Pick out every line in the records below that contains the string "positive", matching case exactly.
Start of Given entries
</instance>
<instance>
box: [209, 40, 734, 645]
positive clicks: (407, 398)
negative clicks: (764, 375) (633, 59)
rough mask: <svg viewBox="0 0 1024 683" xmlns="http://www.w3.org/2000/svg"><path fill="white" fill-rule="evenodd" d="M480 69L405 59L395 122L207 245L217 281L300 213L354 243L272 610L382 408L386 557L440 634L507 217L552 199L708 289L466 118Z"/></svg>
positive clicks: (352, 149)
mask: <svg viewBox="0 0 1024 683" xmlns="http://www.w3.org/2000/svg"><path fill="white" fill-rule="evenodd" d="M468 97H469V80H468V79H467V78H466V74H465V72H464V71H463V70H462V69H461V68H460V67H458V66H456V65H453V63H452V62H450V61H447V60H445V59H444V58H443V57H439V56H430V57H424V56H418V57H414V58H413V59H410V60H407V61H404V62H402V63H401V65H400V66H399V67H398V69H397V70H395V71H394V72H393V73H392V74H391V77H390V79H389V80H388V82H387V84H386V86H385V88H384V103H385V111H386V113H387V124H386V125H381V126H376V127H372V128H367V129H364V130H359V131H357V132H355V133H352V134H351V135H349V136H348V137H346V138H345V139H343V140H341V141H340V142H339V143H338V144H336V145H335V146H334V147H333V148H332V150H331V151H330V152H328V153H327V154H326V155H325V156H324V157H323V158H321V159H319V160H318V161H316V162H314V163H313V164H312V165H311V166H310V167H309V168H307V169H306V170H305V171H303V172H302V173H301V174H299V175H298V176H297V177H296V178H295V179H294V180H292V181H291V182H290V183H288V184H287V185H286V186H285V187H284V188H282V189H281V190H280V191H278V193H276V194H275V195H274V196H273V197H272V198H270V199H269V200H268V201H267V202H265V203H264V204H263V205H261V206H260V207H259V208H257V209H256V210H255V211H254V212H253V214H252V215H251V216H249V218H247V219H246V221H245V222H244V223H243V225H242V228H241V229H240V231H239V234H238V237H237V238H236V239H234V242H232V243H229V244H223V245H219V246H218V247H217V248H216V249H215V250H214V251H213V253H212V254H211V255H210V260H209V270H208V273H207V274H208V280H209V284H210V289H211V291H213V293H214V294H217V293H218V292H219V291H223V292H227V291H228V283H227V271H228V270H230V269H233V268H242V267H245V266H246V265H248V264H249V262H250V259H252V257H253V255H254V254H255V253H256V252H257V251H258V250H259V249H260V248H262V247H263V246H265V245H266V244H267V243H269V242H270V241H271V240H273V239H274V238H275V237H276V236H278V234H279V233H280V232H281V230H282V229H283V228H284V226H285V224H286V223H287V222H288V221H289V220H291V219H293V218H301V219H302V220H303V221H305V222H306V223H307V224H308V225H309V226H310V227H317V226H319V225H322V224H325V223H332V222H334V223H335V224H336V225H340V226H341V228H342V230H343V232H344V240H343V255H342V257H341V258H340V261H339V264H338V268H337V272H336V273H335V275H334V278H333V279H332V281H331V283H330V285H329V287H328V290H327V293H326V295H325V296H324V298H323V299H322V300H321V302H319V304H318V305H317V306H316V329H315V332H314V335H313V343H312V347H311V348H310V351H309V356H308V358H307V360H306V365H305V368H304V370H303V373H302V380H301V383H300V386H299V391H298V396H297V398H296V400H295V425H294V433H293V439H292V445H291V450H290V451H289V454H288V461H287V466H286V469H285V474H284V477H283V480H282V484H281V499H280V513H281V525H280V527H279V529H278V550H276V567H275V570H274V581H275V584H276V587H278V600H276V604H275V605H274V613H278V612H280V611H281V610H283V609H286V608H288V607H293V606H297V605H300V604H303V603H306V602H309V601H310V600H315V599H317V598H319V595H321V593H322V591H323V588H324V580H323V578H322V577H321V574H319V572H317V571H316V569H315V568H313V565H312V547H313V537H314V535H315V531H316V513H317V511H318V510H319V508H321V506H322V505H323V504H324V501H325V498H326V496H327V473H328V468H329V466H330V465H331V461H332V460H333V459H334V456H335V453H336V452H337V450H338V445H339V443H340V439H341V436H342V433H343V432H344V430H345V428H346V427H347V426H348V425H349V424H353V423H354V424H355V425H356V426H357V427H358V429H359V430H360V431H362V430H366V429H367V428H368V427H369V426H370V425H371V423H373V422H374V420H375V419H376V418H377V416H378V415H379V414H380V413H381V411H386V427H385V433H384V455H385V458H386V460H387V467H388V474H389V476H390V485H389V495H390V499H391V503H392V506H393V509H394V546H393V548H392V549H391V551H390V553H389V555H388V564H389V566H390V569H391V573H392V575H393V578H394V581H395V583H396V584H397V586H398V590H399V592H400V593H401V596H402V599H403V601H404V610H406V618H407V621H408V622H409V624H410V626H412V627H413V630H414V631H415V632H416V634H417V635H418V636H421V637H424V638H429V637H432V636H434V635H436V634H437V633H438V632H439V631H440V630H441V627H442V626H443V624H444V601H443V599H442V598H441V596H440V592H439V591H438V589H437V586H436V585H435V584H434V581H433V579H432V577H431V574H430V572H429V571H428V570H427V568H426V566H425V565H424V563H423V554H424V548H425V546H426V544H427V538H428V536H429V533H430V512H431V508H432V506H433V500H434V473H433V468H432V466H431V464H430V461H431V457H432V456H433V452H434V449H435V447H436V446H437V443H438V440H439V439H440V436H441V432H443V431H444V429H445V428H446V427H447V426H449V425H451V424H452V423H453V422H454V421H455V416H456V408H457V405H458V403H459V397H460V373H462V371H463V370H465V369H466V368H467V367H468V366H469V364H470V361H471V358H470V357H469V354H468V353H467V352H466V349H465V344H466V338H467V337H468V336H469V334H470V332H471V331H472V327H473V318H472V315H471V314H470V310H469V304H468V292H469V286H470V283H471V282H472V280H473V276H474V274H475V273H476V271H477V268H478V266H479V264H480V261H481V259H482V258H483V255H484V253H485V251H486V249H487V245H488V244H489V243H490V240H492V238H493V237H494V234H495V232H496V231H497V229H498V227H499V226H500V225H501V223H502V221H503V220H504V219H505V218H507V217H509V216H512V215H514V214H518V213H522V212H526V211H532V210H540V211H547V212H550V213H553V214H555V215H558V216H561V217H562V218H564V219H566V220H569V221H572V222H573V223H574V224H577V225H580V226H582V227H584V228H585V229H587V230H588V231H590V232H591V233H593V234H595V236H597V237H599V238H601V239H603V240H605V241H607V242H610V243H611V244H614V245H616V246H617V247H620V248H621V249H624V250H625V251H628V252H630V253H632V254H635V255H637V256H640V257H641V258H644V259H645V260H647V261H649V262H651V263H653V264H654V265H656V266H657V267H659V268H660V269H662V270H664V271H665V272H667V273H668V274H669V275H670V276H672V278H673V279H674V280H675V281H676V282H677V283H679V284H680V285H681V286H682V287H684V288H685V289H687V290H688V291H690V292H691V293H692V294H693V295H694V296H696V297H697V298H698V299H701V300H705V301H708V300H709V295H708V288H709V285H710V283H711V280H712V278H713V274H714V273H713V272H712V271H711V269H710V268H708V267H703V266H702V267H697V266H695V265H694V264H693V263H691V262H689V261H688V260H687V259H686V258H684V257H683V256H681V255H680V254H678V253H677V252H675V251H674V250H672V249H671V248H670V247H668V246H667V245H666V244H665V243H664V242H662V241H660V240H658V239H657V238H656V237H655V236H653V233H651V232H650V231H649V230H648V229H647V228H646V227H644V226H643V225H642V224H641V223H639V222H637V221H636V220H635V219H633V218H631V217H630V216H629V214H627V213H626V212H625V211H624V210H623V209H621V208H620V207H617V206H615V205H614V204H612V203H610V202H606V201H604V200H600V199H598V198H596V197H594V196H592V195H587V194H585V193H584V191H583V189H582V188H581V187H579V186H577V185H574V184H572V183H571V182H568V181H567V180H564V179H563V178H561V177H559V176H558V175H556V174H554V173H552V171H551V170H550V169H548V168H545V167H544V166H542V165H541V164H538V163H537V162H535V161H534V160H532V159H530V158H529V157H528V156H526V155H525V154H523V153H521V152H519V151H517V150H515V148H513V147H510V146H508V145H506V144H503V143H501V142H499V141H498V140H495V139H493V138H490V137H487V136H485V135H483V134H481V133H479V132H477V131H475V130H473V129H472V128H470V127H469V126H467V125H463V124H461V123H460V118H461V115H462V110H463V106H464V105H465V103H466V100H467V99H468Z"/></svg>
End of Given entries
## Solution
positive clicks: (407, 398)
positive clicks: (352, 149)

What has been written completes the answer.